INFORMATION SUPPLIED Start Marker

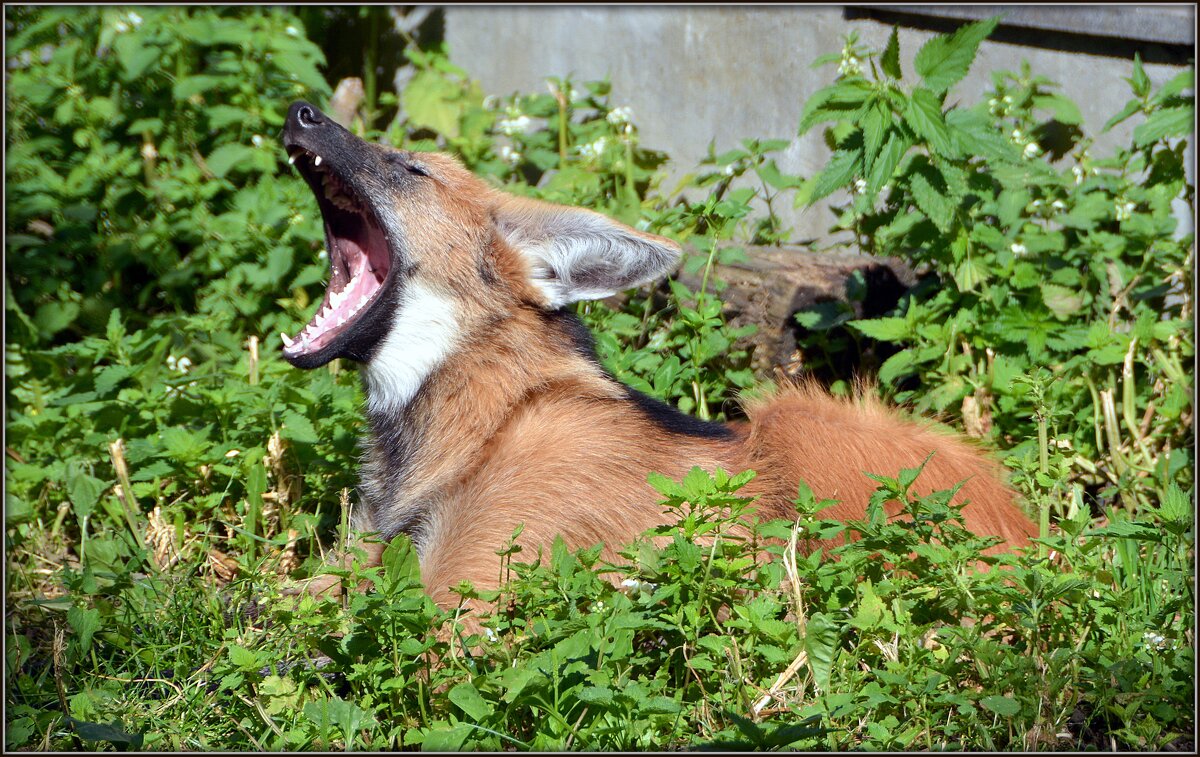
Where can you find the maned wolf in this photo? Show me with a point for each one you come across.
(486, 403)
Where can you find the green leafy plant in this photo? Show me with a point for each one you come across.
(165, 467)
(1039, 262)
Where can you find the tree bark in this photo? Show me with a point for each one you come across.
(774, 283)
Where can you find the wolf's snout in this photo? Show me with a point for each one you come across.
(304, 115)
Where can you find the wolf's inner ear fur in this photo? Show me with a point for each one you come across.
(579, 254)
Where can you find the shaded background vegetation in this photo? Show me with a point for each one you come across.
(165, 467)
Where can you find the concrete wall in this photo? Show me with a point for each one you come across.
(694, 74)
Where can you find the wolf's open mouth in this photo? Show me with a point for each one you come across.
(359, 257)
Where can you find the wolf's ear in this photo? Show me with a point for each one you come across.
(579, 254)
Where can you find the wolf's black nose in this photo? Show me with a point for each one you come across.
(304, 115)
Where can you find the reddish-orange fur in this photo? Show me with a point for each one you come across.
(517, 426)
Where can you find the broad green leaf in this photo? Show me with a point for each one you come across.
(245, 660)
(924, 115)
(1165, 122)
(84, 622)
(837, 174)
(112, 733)
(469, 701)
(970, 274)
(886, 163)
(945, 60)
(1062, 301)
(597, 695)
(930, 198)
(821, 643)
(875, 125)
(401, 562)
(901, 364)
(1065, 110)
(832, 103)
(1139, 82)
(883, 329)
(1180, 83)
(347, 716)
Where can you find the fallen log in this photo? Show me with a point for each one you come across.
(772, 284)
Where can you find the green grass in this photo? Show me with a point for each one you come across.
(167, 473)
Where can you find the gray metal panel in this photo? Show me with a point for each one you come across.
(1171, 24)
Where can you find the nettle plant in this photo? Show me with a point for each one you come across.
(1045, 254)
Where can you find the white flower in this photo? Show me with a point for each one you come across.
(619, 115)
(519, 125)
(633, 584)
(509, 155)
(593, 150)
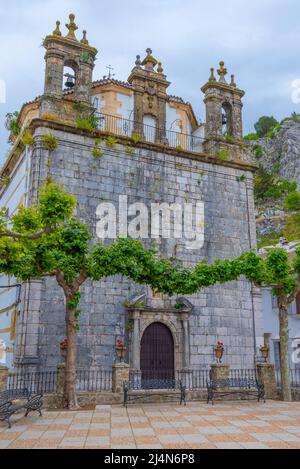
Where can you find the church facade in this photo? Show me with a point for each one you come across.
(147, 158)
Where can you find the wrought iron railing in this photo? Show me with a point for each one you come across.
(200, 378)
(191, 379)
(295, 378)
(38, 382)
(243, 373)
(128, 128)
(94, 380)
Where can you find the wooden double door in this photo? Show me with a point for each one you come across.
(157, 353)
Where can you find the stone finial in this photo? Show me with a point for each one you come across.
(84, 39)
(149, 61)
(222, 72)
(159, 68)
(138, 61)
(232, 83)
(72, 27)
(212, 75)
(57, 31)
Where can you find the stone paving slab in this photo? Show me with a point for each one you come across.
(241, 425)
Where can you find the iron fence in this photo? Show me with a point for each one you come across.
(93, 380)
(128, 128)
(191, 379)
(35, 381)
(295, 378)
(200, 378)
(243, 373)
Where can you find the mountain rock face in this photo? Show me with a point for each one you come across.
(278, 155)
(282, 152)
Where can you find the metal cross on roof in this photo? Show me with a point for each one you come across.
(110, 75)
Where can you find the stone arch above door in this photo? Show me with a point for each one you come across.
(157, 352)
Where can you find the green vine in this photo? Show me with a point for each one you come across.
(49, 142)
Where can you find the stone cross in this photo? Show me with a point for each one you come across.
(222, 72)
(72, 27)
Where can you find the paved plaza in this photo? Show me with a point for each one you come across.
(224, 426)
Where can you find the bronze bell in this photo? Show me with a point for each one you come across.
(70, 83)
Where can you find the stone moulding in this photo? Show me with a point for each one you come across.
(156, 147)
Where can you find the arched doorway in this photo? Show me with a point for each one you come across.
(157, 353)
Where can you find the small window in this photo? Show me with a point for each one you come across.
(298, 304)
(274, 302)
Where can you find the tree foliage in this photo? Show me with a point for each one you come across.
(47, 240)
(264, 125)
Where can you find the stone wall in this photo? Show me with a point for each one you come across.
(220, 313)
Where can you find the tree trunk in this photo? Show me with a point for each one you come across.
(284, 351)
(70, 398)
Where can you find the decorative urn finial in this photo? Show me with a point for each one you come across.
(159, 68)
(57, 31)
(212, 75)
(72, 27)
(138, 61)
(232, 83)
(84, 39)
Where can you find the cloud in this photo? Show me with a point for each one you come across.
(259, 41)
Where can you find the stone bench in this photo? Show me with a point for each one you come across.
(235, 386)
(13, 400)
(137, 390)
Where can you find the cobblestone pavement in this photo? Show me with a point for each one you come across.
(226, 425)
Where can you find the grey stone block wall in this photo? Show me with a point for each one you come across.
(223, 312)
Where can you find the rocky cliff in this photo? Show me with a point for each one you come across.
(278, 159)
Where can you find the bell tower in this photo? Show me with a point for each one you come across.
(67, 51)
(223, 103)
(150, 96)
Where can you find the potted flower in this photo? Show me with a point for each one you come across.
(63, 349)
(219, 350)
(120, 349)
(264, 350)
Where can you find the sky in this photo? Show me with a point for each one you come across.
(259, 40)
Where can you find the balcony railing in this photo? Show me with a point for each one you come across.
(146, 133)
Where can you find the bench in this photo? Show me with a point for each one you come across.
(235, 386)
(140, 389)
(28, 401)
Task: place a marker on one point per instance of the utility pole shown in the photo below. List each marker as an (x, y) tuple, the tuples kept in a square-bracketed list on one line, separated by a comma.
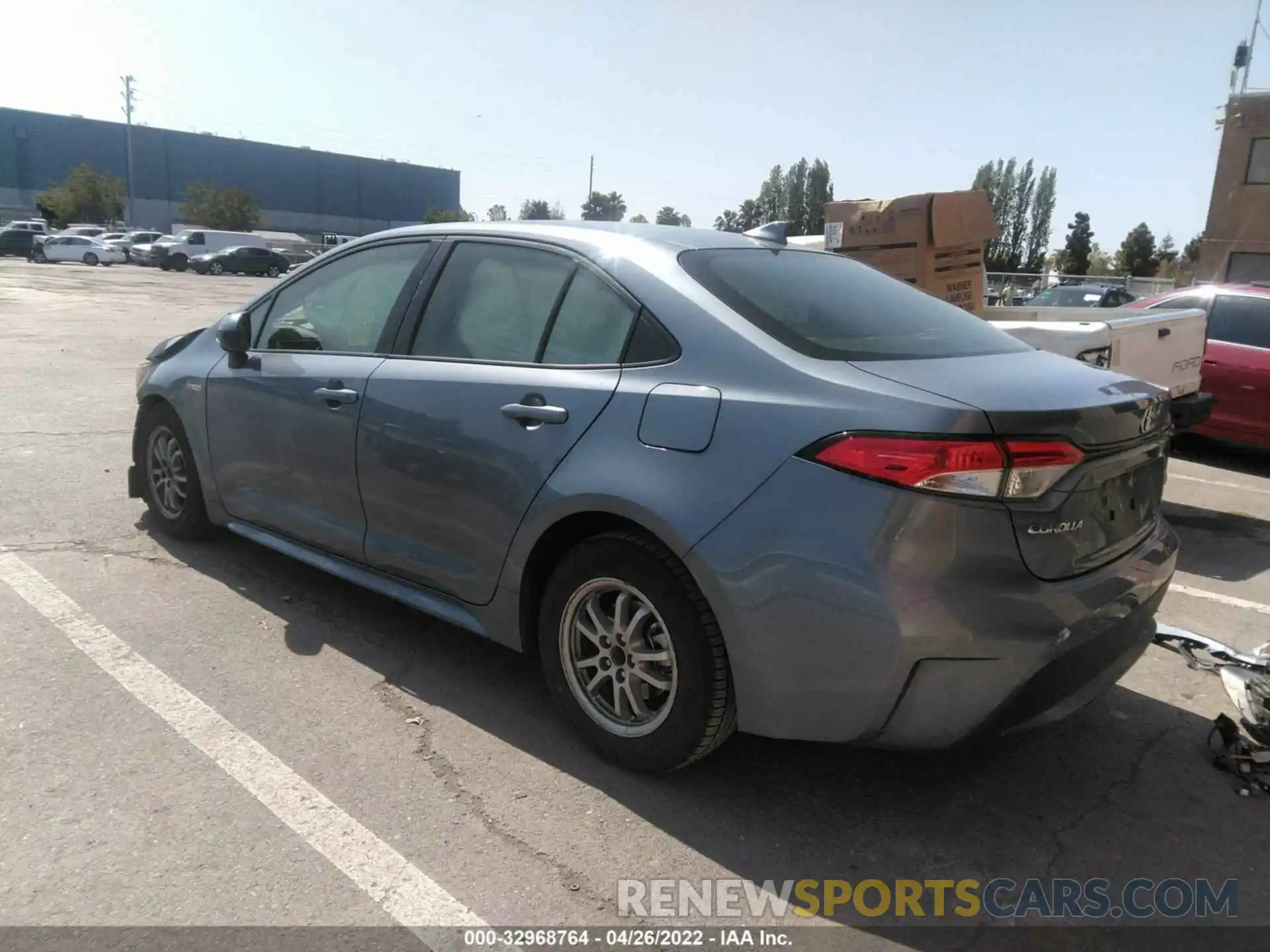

INFORMATION SUPPLIED End Marker

#### [BRIEF]
Line for line, retype the material exactly, omitting any pictures.

#### [SOLUTION FOR THIS PROBLEM]
Where can you find the maned wolf in this photo? Show me with a point for each one you come across.
(486, 403)
Where can you find the green leafy plant in this photo? Show me with a point for each one you come across.
(165, 467)
(1039, 262)
Where can you find the tree bark in this photo? Show me with a point for each one you come across.
(774, 283)
Where can you find the wolf's snout in this photo? Show me with a point for each one you come across.
(304, 115)
Where can you find the wolf's inner ear fur in this photo? Show me with a point for each one you come across.
(579, 254)
Where can you find the shaded background vegetation in this photo? Show me with a point for each one you come across.
(165, 467)
Where can you find the concrete wall in this photo? Show me with a point for each one you come across.
(694, 74)
Where can you find the wolf's open mouth in this photo? Show me with a point for each one you come across.
(359, 257)
Where can you find the wolf's ear in this photo? Show me with a point for each one you come across.
(579, 254)
Where can you find the wolf's black nose in this photo? Show me with a point for each one you come across.
(304, 115)
Where can you find the reddish-orange fur in this photo? Show me with a point for each one you come across.
(517, 426)
Where can you find the broad green leaf in this photo? Show me with a point for each one you come across.
(245, 660)
(924, 115)
(1165, 122)
(84, 622)
(837, 174)
(112, 733)
(469, 701)
(970, 274)
(886, 163)
(945, 60)
(1062, 301)
(597, 695)
(930, 198)
(821, 643)
(875, 125)
(401, 562)
(901, 364)
(1065, 110)
(832, 103)
(1139, 82)
(883, 329)
(1180, 83)
(347, 716)
Where can you find the fallen log in this photo? Show me with a point for each one you come across.
(772, 284)
Where can you find the green grass in this photo? Show me with a point for each one you come across.
(167, 473)
Where can you find the gray metal panel in this photo? Show me with a point for each one you come across.
(1171, 24)
Where can you find the nettle plant in this photo? Show me with a point for each one you come across.
(1045, 254)
Where can you find the white flower in this photo? Show me with a point for each one you come across.
(619, 115)
(519, 125)
(633, 584)
(509, 155)
(593, 150)
Where can you find the church facade in this photo? Show me with a point for each one you come across.
(147, 158)
Where can you find the wrought iron railing in this photo? Show me with a point for each one you come across.
(200, 378)
(191, 379)
(295, 378)
(38, 382)
(243, 373)
(128, 128)
(94, 380)
Where can you find the wooden double door in this photo? Show me with a point for each one you come across.
(157, 353)
Where can you find the stone finial in this photo? Show me with a point for each one you come across.
(84, 39)
(149, 61)
(222, 72)
(159, 68)
(138, 61)
(232, 83)
(72, 27)
(212, 75)
(57, 31)
Where can you find the stone paving slab in this photo? Show me with a point for each one you come across.
(241, 425)
Where can you find the iron fence in this photo? Show me with a point for each one you come across.
(93, 380)
(128, 128)
(191, 379)
(35, 381)
(295, 378)
(200, 378)
(243, 373)
Where can you find the mountain rock face in this photo? Show me with a point for each one you come across.
(278, 155)
(282, 152)
Where can you find the metal cross on roof in this photo? Show me with a point for each one you come across.
(110, 75)
Where can you find the stone arch above door in this photo? Show me with a point for each one you come across.
(157, 352)
Where can you find the green vine in this photo? Show me with a point for each one you come across.
(49, 142)
Where can you find the stone cross in this photo? Show me with a point for each one you come across.
(222, 72)
(72, 27)
Where can you find the paved plaza in this photo? Show me with a point for each one you come across.
(224, 426)
Where can you find the bronze bell in this photo? Show me with a point for each one you come across.
(70, 83)
Where can you find the stone moulding in this photo? Show me with a point for each one you come across.
(156, 147)
Where can you find the arched doorway in this photo? Show me with a point for each one you come across.
(157, 353)
Where can you find the small window in this photo? Show me with a point for each one you come across.
(298, 304)
(274, 302)
Where can you find the tree foliage in this photo? Show me with a point for each one you come across.
(47, 240)
(264, 125)
Where can you find the stone wall in this photo? Show me with a point for each one you come across.
(220, 313)
Where can you find the tree trunk in this photo? Show me with a point for each one you come across.
(284, 351)
(70, 398)
Where can you find the decorative urn finial in this photo? Show me with a point for each one you come across.
(159, 68)
(57, 31)
(212, 75)
(72, 27)
(138, 61)
(232, 83)
(84, 39)
Where can you find the cloud in this photo? Show me with a point for each one you come across.
(259, 41)
Where can you find the stone bench in this photo? Show me with a point for each one you come across.
(235, 386)
(13, 400)
(137, 390)
Where can you find the cobblestone pavement in this photo? Show me with a point for each one you come across.
(226, 425)
Where can you find the grey stone block wall in this photo? Show me with a point for each one you come across.
(223, 312)
Where can you find the rocky cliff in this photo? Show me with a point for each one you come across.
(278, 159)
Where can you find the bell tower in this photo? Show me with a point for each one you come across.
(67, 51)
(223, 103)
(150, 96)
Where can you find the potted flower in this photo? Show me with a point for each one you come across.
(63, 349)
(219, 350)
(120, 349)
(264, 350)
Where can you find the sky in this photo? Show me with a point for each one you come across.
(259, 40)
Where can you find the balcony railing in this photo? Show me with a point for each one you come across.
(146, 133)
Where can you find the bench in this photo? Show me with a point for each one you come across.
(235, 386)
(140, 389)
(28, 401)
Task: place a marker on one point per instance of the utility pole shown in the photo below. List each marker as an (x, y) tuple, the tuples kept in a square-bracketed list on one line, separated by a comma.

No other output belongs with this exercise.